◆ INFORMATION SUPPLIED
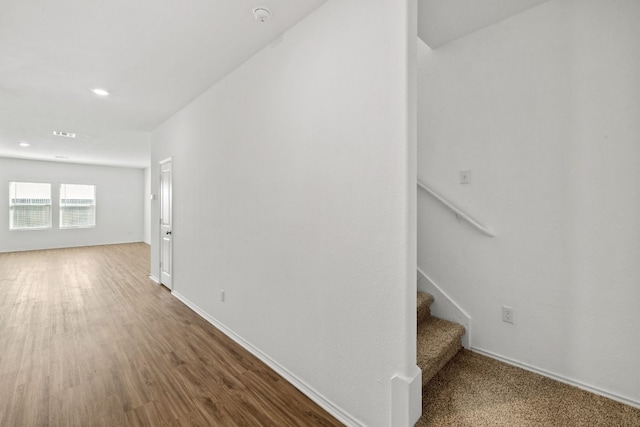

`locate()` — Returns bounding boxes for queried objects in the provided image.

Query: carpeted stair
[417,292,464,387]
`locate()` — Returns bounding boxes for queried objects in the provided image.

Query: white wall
[418,0,640,405]
[143,167,151,244]
[0,158,144,252]
[151,0,420,426]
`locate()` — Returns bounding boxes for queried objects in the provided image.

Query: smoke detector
[253,6,271,22]
[53,130,76,138]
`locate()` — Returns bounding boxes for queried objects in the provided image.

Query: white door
[160,159,173,289]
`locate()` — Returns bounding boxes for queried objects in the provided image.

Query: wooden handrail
[418,180,496,237]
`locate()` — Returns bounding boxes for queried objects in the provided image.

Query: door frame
[158,157,174,290]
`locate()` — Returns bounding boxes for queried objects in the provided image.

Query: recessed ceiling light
[53,130,76,138]
[91,87,109,96]
[253,7,271,22]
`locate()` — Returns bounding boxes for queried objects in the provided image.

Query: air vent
[53,130,76,138]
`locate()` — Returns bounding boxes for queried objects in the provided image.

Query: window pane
[60,184,96,228]
[9,182,51,230]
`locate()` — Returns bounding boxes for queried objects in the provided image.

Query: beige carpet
[416,350,640,427]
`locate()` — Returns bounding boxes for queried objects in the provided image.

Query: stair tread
[417,317,465,385]
[416,292,434,324]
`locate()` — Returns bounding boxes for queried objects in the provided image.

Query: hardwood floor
[0,243,341,426]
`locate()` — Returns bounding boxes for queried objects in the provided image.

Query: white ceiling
[0,0,546,167]
[418,0,548,49]
[0,0,326,167]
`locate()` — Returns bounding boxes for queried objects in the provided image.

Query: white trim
[391,365,422,426]
[417,267,471,349]
[471,347,640,409]
[417,180,496,237]
[171,290,364,427]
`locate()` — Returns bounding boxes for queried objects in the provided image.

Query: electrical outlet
[460,169,471,184]
[502,305,513,323]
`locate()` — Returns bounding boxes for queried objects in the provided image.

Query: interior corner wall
[142,167,151,244]
[151,0,416,426]
[418,0,640,405]
[0,158,144,252]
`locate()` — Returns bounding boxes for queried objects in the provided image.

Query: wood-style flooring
[0,243,341,426]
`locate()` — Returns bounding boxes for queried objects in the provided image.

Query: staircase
[417,292,465,387]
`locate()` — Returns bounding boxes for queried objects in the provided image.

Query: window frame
[9,181,53,231]
[58,183,98,230]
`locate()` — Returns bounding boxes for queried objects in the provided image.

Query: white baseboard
[417,268,471,349]
[391,366,422,426]
[171,291,364,427]
[471,347,640,409]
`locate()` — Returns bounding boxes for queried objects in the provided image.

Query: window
[9,182,51,230]
[60,184,96,228]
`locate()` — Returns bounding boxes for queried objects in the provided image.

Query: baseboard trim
[471,347,640,409]
[417,267,472,349]
[391,366,422,426]
[171,291,364,427]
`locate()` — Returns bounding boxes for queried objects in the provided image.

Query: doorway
[160,158,173,289]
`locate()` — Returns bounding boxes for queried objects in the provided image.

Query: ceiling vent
[53,130,76,138]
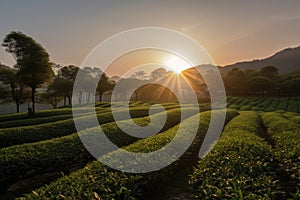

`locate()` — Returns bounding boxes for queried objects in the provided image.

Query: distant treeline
[223,66,300,97]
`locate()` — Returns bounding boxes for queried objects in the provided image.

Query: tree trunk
[99,92,102,102]
[31,87,36,115]
[68,95,72,105]
[16,102,20,113]
[64,95,67,106]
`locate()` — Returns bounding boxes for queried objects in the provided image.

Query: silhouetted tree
[97,73,115,102]
[150,68,168,80]
[225,68,246,95]
[2,31,54,114]
[0,65,28,113]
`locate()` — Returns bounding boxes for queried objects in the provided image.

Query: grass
[190,111,282,199]
[262,113,300,199]
[17,111,237,199]
[0,107,173,148]
[0,108,199,191]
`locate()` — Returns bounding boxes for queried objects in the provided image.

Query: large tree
[97,72,115,102]
[0,65,28,113]
[2,31,54,113]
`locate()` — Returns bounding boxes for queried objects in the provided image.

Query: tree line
[0,31,300,114]
[223,66,300,97]
[0,31,114,114]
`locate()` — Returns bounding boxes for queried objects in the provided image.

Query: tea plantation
[0,97,300,200]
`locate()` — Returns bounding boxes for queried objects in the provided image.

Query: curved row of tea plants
[190,111,283,199]
[21,110,238,200]
[262,113,300,199]
[0,109,98,128]
[227,97,300,113]
[0,107,176,148]
[0,108,195,191]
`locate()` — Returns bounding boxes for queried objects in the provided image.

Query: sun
[164,55,192,74]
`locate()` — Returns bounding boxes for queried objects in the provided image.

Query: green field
[0,97,300,200]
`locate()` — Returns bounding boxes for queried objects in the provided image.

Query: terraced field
[0,97,300,200]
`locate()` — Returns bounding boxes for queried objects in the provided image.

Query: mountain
[221,46,300,73]
[190,46,300,73]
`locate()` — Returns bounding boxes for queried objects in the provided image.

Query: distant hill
[221,46,300,73]
[190,46,300,73]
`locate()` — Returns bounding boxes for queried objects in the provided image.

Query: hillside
[190,46,300,73]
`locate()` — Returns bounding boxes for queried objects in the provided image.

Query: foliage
[20,111,237,199]
[262,113,300,199]
[0,108,169,148]
[0,108,194,191]
[190,111,282,199]
[2,31,54,113]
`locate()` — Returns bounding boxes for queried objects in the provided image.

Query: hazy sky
[0,0,300,75]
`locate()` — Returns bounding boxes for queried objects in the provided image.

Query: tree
[40,84,63,108]
[97,73,115,102]
[48,77,74,106]
[249,76,272,96]
[130,71,148,80]
[150,68,168,80]
[259,66,279,82]
[2,31,54,114]
[58,65,79,81]
[225,68,246,95]
[0,65,28,113]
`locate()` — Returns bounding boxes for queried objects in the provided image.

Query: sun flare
[164,55,192,74]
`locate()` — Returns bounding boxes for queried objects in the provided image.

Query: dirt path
[142,162,196,200]
[258,116,296,198]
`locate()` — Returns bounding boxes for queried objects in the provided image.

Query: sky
[0,0,300,75]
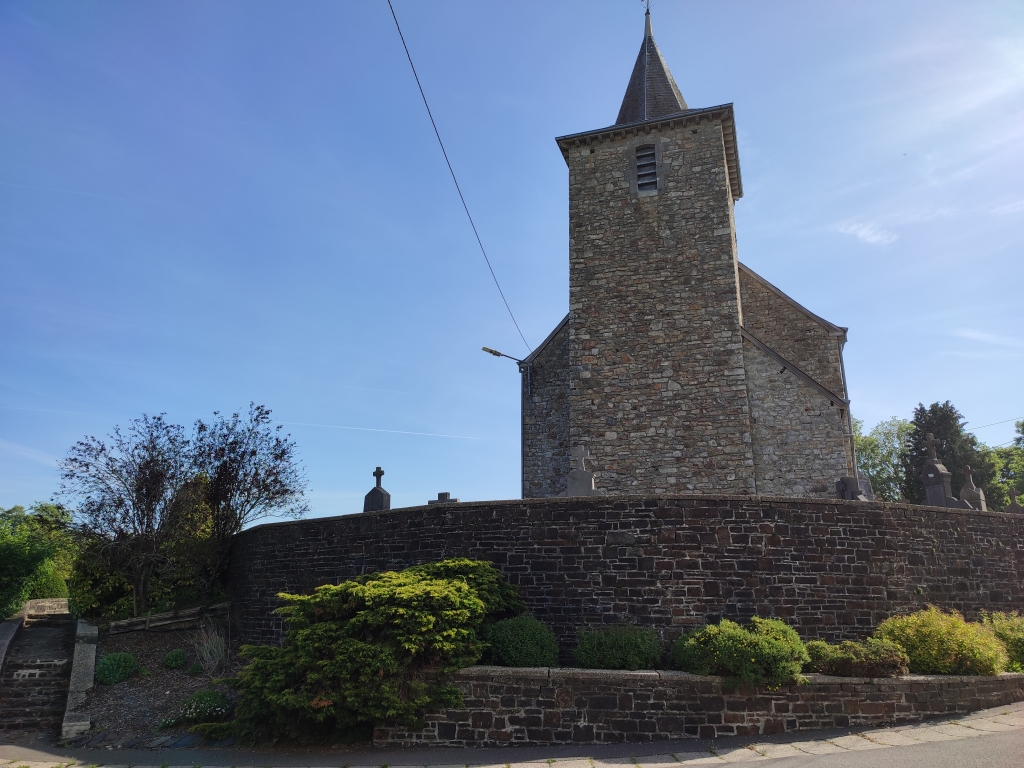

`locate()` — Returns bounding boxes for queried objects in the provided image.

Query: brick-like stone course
[374,667,1024,746]
[229,497,1024,663]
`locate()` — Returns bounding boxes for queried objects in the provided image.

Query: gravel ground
[80,630,241,736]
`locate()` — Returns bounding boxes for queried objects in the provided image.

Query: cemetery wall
[229,496,1024,663]
[522,317,569,499]
[743,342,852,499]
[374,667,1024,746]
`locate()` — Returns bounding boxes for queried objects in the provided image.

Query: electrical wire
[387,0,534,352]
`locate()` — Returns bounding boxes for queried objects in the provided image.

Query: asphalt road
[0,702,1024,768]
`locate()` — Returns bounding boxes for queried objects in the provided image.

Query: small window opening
[637,144,657,191]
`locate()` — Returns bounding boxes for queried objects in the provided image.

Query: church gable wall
[522,323,569,499]
[739,268,849,397]
[561,120,754,493]
[743,343,850,498]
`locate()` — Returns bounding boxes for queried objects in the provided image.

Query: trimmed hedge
[483,613,558,667]
[574,625,664,670]
[874,605,1010,675]
[807,637,910,677]
[672,617,810,689]
[225,559,522,742]
[981,610,1024,672]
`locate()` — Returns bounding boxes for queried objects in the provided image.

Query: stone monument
[427,493,459,506]
[565,445,598,496]
[362,467,391,512]
[1002,488,1024,515]
[961,466,988,512]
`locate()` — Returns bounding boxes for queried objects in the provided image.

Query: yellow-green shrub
[981,610,1024,672]
[874,605,1009,675]
[219,560,521,742]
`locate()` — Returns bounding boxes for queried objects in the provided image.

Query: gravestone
[961,466,988,512]
[921,432,974,509]
[1002,488,1024,515]
[836,472,874,502]
[565,445,598,496]
[427,494,459,506]
[362,467,391,512]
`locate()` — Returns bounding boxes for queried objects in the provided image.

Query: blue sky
[0,0,1024,515]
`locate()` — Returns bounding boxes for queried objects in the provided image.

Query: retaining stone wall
[229,497,1024,664]
[374,667,1024,746]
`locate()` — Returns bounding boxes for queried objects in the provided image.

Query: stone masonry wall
[743,342,850,499]
[739,265,847,397]
[522,325,569,499]
[560,117,755,494]
[374,667,1024,746]
[228,497,1024,662]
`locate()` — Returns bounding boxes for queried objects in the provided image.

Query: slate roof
[615,10,688,125]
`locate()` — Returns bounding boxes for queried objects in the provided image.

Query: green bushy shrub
[672,617,810,689]
[222,560,512,742]
[807,637,910,677]
[574,625,663,670]
[874,605,1009,675]
[483,613,558,667]
[981,610,1024,672]
[96,653,138,685]
[164,648,188,670]
[25,559,68,600]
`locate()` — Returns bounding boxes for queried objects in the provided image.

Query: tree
[853,416,912,502]
[58,414,190,615]
[903,400,996,504]
[193,402,309,589]
[0,507,53,620]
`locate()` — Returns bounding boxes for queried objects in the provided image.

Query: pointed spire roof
[615,9,687,125]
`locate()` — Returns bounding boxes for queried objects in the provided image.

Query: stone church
[520,12,854,505]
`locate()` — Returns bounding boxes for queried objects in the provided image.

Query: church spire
[615,8,687,125]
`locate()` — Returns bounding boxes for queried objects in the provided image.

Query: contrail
[282,421,483,440]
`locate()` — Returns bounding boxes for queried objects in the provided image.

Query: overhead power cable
[387,0,534,352]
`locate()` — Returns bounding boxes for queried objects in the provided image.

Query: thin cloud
[953,328,1024,349]
[992,200,1024,216]
[836,221,899,246]
[0,438,57,467]
[282,421,483,440]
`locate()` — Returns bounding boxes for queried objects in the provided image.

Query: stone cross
[569,445,594,471]
[1004,488,1024,515]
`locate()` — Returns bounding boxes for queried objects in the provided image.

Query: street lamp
[480,347,530,397]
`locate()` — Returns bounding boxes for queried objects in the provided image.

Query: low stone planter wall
[374,667,1024,746]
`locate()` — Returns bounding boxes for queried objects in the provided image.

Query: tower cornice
[555,103,743,200]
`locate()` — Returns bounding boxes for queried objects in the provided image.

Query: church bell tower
[557,11,755,494]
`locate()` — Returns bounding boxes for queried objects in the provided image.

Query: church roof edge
[555,102,743,200]
[738,261,849,341]
[523,313,569,362]
[739,326,850,408]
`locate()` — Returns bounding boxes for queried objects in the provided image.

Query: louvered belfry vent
[637,144,657,191]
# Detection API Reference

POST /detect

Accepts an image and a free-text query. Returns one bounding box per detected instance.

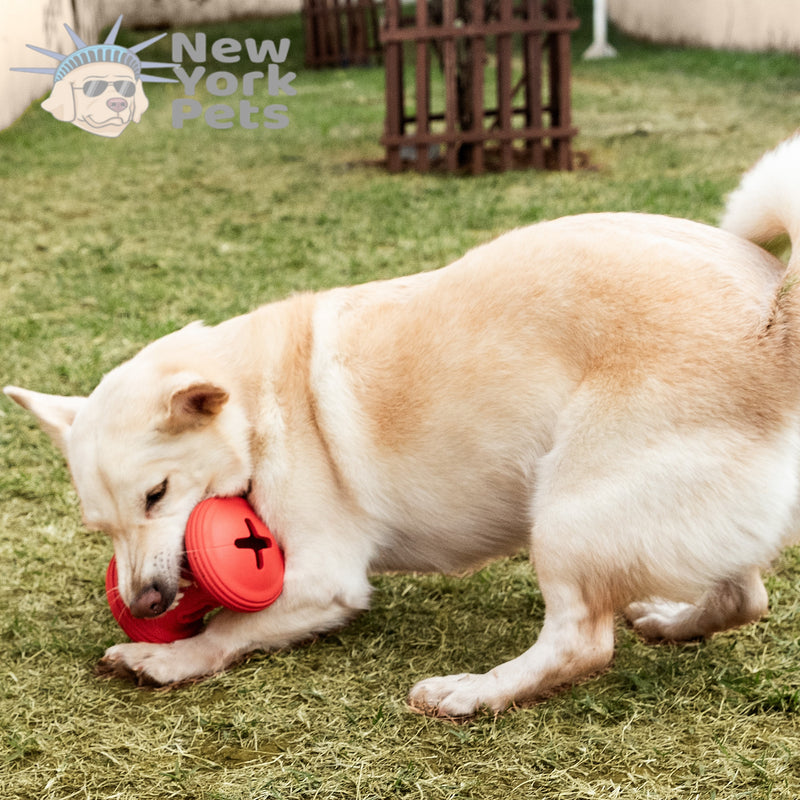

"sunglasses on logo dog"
[81,79,136,97]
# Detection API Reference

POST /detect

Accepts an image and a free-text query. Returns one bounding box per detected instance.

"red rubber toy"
[106,497,283,643]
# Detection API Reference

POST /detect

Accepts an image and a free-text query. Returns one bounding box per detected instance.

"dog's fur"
[6,139,800,718]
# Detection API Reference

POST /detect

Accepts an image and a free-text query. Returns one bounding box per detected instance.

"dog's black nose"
[131,583,175,619]
[106,97,128,114]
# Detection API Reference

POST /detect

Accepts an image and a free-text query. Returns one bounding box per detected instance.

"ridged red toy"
[106,497,283,643]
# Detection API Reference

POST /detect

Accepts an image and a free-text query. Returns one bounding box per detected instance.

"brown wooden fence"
[303,0,381,68]
[380,0,578,173]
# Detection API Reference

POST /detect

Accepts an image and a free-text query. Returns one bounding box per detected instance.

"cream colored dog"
[6,139,800,718]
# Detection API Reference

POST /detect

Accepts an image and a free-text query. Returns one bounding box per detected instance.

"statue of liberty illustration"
[12,16,179,137]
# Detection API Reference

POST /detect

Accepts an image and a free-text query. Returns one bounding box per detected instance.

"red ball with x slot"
[106,497,284,643]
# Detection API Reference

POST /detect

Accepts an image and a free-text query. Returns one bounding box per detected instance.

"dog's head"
[42,62,148,138]
[5,326,251,617]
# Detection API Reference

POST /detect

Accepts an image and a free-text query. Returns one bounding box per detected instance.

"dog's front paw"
[408,673,506,722]
[96,640,214,686]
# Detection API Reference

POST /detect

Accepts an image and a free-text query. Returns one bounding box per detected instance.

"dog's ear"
[131,80,150,122]
[165,374,230,433]
[42,79,75,122]
[3,386,86,458]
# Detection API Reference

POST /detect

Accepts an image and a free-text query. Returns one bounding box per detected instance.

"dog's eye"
[144,478,167,511]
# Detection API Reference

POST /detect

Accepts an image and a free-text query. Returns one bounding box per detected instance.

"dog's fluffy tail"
[720,134,800,350]
[720,134,800,262]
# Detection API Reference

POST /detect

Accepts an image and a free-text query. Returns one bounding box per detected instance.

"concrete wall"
[0,0,301,130]
[607,0,800,53]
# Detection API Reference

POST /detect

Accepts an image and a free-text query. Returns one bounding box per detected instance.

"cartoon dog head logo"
[12,16,179,137]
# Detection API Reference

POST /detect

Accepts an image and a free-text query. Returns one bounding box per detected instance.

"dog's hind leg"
[625,567,768,642]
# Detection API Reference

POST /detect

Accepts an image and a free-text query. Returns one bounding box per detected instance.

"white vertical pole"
[583,0,617,59]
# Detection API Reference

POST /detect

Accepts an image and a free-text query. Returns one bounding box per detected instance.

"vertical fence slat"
[440,0,458,172]
[523,0,545,169]
[497,0,514,170]
[384,0,405,172]
[415,2,431,172]
[470,0,486,175]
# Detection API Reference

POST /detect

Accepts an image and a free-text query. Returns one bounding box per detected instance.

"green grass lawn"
[0,2,800,800]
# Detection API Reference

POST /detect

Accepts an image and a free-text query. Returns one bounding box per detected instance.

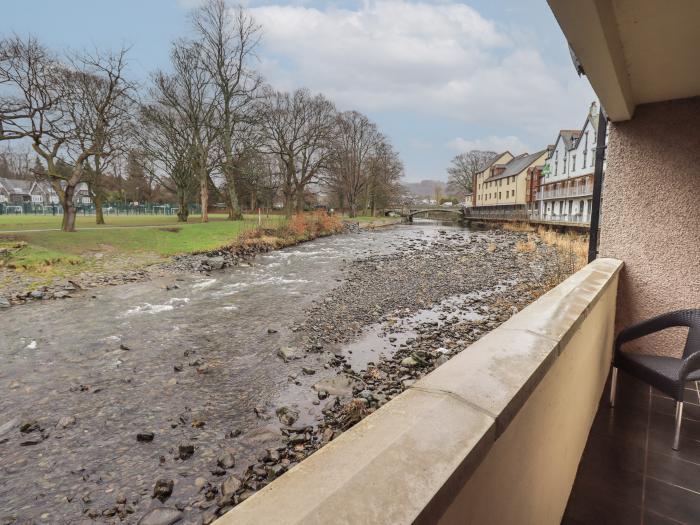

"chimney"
[588,100,598,117]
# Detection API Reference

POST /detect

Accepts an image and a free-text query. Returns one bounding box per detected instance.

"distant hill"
[403,180,445,197]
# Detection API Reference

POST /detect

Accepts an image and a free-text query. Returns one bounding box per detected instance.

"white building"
[532,102,598,224]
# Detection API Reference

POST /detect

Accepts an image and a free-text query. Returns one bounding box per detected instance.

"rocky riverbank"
[220,230,562,515]
[0,216,392,309]
[0,226,560,525]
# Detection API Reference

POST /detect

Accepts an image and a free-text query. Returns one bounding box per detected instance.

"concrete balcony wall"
[216,259,622,525]
[600,97,700,357]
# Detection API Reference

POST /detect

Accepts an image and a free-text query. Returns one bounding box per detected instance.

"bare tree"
[0,37,133,231]
[448,150,496,198]
[328,111,382,217]
[192,0,261,220]
[139,103,200,222]
[260,89,336,216]
[66,48,136,224]
[367,136,404,216]
[151,40,217,222]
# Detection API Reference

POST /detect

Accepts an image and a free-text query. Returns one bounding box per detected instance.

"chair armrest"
[615,310,700,352]
[678,351,700,381]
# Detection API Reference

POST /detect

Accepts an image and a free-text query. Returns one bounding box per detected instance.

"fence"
[0,202,202,215]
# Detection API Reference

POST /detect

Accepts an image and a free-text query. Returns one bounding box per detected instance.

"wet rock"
[19,420,40,434]
[313,374,355,397]
[136,432,155,443]
[138,507,183,525]
[0,417,20,437]
[152,479,175,502]
[56,416,76,428]
[401,356,418,366]
[207,256,226,270]
[277,346,300,363]
[177,444,194,460]
[220,476,243,503]
[275,407,299,427]
[216,450,236,469]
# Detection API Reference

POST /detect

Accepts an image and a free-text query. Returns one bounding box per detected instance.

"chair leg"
[673,401,683,450]
[610,366,617,408]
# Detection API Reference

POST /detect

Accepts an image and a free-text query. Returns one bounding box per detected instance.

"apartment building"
[531,102,598,224]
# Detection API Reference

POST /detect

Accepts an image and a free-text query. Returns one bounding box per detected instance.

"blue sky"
[0,0,595,181]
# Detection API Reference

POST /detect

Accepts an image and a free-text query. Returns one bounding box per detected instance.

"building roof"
[0,178,34,195]
[477,151,513,173]
[559,129,581,149]
[486,149,547,181]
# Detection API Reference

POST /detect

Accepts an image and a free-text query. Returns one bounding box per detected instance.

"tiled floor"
[562,372,700,525]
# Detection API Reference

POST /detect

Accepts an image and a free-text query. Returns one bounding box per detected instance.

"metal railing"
[537,184,593,200]
[530,211,591,224]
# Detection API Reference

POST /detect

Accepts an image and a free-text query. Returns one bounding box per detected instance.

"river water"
[0,224,476,524]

◆ PROBLEM DETAILS
Rewrite the items as a numbered list, from the beginning through the line containing "[151,0,420,426]", skipping blank lines and omitting the pictures.

◆ TASK OUTPUT
1. `locate()` — Returns bounding boxes for queried objects in the provided image.
2. Query: carpeted stair
3. [417,292,464,387]
4. `locate()` — Returns bounding boxes for queried objects in the provided image.
5. Query: white wall
6. [418,0,640,405]
7. [143,167,151,244]
8. [0,158,144,252]
9. [151,0,420,426]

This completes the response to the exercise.